## WRITTEN PROBLEM 1
Reproduce the part of the page on the 2026 modeling challenges starting with "Develop a continuous‑time" and going on through "varying usage patterns.".
## WRITTEN PROBLEM 2
Pick up the write-up on the 2026 MCM/ICM modeling challenges right after its last sentence and keep it going.

Explore the Six 2026 MCM/ICM Modeling Challenges and How to Tackle Them

Problem A: Smartphone Battery Discharge Modeling

Develop a continuous‑time mathematical model for the state‑of‑charge (SOC) of a lithium‑ion smartphone battery and use it to predict the time until depletion under varying usage patterns.

Task Requirements

Continuous‑time model : Formulate differential equations for SOC. A basic formulation is

dSOC/dt = -\frac{P_{total}(t)}{C_{bat}}\quad\text{with}\quad P_{total}=P_{screen}+P_{cpu}+P_{net}+P_{gps}+P_{temp}

where C_{bat} is the usable capacity (Ah) and each power term is a function of measurable variables (brightness, CPU load, data rate, GPS usage, ambient temperature). Extend the model stepwise by adding terms for screen brightness, processor utilization, network activity, GPS, and temperature‑dependent efficiency.

## DATA SECTION
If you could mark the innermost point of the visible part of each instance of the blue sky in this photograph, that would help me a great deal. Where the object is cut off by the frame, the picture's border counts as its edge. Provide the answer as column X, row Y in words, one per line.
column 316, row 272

## TASK OUTPUT 1
Develop a continuous‑time mathematical model for the state‑of‑charge (SOC) of a lithium‑ion smartphone battery and use it to predict the time until depletion under varying usage patterns.

## TASK OUTPUT 2
Depletion‑time prediction : Solve the SOC ODE analytically for simple constant‑power scenarios or numerically (e.g., Runge‑Kutta) for time‑varying profiles to obtain the depletion time t_{dep} such that SOC(t_{dep})=0.

Sensitivity analysis : Vary parameters (e.g., battery internal resistance, temperature coefficient) and usage patterns to quantify their impact on t_{dep}. Use Monte‑Carlo sampling or one‑factor‑at‑a‑time analysis.

Model validation : Estimate parameters from empirical power‑draw datasets (e.g., Android BatteryStats) using least‑squares or Bayesian inference and compare predicted depletion times with measured values.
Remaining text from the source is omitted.